# START OF Dataset content
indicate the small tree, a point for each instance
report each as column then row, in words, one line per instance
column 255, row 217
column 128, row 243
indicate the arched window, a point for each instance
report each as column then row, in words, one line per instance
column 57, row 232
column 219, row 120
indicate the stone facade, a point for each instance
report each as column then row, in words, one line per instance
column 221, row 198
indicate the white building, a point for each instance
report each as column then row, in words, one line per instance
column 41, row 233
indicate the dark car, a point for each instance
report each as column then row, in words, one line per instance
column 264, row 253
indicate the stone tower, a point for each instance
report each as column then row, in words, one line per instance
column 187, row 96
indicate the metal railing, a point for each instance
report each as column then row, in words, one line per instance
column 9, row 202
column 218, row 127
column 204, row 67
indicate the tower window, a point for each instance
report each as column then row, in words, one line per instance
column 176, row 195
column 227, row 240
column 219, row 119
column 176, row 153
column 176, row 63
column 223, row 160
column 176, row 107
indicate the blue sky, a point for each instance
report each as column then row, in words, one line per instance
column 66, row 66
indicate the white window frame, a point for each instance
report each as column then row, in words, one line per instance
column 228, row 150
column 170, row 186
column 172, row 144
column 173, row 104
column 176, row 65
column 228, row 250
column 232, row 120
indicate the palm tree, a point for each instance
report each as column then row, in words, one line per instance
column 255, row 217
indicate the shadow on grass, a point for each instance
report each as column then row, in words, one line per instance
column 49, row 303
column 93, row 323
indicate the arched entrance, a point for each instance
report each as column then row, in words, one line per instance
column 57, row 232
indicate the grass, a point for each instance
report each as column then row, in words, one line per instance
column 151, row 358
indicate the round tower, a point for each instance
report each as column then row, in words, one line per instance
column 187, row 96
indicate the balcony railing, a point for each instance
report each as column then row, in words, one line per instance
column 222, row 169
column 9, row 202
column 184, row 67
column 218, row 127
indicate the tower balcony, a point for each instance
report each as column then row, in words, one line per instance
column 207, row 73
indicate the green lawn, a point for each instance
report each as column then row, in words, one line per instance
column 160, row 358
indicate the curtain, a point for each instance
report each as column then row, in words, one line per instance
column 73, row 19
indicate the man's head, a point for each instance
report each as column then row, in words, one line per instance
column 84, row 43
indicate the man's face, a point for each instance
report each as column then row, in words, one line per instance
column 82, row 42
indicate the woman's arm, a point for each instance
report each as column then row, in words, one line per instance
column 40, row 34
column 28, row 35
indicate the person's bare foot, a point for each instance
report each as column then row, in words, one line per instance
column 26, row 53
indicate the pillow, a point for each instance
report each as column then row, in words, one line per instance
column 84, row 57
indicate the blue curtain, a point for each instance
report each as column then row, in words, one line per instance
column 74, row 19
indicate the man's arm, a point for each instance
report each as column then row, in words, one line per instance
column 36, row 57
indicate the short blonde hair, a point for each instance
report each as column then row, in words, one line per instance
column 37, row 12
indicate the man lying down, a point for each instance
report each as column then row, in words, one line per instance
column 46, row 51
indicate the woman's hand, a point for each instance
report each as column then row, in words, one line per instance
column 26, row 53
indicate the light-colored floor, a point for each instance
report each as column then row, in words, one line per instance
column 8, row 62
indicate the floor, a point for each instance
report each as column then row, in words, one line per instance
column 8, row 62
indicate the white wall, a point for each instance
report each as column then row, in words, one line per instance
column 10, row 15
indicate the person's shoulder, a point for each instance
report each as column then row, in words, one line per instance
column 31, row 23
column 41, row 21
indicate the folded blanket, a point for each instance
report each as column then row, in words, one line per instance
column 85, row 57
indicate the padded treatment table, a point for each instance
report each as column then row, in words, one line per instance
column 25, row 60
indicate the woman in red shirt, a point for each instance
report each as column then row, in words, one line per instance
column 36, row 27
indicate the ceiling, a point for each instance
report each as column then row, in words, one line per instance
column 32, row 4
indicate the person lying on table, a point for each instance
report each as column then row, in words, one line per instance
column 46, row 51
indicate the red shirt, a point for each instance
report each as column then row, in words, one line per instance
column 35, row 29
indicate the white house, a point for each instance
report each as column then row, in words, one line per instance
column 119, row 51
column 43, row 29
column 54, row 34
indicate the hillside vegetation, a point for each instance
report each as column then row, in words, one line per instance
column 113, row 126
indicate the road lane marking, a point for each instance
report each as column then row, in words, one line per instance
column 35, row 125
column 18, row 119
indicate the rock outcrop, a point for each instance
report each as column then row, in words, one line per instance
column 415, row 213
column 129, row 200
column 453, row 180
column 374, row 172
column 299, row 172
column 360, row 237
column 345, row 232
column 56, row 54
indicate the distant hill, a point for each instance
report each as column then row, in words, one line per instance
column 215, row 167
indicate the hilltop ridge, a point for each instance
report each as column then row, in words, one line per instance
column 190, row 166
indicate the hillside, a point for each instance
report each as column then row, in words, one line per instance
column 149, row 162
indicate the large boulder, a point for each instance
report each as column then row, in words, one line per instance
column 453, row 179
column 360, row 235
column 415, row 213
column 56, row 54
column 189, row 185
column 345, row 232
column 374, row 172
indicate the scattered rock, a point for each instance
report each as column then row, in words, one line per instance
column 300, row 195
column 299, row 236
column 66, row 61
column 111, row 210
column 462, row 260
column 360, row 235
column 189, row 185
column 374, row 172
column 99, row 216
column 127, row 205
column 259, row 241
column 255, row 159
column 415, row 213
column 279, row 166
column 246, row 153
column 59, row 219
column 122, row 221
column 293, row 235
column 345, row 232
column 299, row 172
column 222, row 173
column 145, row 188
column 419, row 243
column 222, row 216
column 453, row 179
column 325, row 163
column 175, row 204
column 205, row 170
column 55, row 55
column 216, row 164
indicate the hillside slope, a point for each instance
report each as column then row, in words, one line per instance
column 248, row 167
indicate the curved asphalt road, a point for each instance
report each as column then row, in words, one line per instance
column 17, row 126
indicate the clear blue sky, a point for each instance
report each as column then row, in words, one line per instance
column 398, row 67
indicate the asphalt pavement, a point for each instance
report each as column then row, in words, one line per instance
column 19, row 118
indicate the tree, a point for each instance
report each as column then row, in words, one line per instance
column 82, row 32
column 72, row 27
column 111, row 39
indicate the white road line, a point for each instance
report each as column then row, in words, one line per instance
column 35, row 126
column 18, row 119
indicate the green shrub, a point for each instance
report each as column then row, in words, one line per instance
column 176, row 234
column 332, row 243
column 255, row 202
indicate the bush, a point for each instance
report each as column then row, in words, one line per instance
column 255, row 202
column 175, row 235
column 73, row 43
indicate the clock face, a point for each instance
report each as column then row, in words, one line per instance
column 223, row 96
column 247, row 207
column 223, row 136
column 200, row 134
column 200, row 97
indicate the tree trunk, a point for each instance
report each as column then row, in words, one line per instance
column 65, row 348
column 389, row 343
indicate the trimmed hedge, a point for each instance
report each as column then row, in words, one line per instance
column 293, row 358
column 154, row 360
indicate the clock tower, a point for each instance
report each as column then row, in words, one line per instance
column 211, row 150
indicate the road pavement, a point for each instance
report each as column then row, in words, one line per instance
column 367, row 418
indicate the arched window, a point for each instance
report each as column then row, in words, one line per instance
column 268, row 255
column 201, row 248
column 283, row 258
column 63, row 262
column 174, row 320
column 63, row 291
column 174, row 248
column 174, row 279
# END OF Dataset content
**What to do**
Write out, word for word, the lines of the listing from the one containing "indicate the road pavement, a" through the final line of the listing, both included.

**Exercise output**
indicate the road pavement, a point for each instance
report each as column then row, in words, one line per instance
column 367, row 418
indicate the arched window, a point for each instance
report each as column then row, in words, one line per instance
column 268, row 255
column 201, row 248
column 283, row 258
column 63, row 262
column 174, row 320
column 63, row 291
column 174, row 248
column 174, row 279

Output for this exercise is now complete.